▶ [What the task asks] Extract each line of the data below that contains the string "fixture", treating uppercase and lowercase letters as different.

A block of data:
·····
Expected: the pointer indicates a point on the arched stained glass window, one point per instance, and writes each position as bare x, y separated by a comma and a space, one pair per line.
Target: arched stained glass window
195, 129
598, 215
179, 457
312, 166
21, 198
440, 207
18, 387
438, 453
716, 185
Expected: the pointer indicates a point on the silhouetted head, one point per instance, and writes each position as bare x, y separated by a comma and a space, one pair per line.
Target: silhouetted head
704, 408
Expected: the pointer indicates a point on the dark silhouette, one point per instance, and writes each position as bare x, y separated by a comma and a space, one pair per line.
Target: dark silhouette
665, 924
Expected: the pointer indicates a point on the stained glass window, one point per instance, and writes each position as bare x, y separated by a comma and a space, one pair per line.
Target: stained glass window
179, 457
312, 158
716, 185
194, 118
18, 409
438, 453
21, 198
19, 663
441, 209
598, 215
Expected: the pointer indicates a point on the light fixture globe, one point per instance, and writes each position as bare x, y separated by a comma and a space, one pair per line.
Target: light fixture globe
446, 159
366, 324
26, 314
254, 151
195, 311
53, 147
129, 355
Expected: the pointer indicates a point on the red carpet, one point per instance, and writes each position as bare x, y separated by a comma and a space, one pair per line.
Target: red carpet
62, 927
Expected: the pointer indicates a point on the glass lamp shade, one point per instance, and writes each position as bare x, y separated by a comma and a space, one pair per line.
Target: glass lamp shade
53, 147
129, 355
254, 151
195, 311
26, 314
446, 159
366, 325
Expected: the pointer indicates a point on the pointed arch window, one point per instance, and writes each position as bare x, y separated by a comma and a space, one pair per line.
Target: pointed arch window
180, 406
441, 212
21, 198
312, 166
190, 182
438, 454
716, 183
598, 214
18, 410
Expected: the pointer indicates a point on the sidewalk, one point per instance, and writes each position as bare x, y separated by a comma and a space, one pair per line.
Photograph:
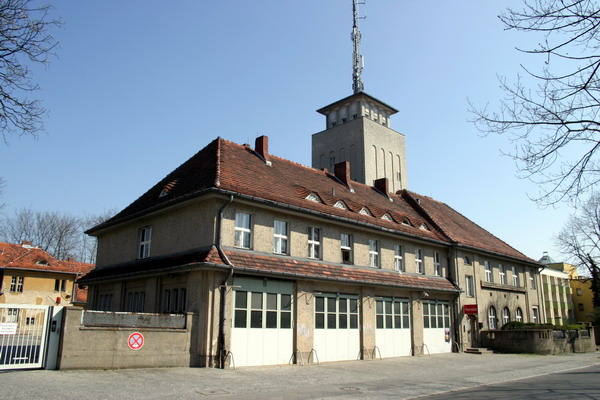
·····
▶ [Solved problem]
Expected: the pointer indicates a point on the light fixture globe, one point per instance, and writes each position as bare x, y separated by a comma and a space, one pair per line.
Target: light fixture globe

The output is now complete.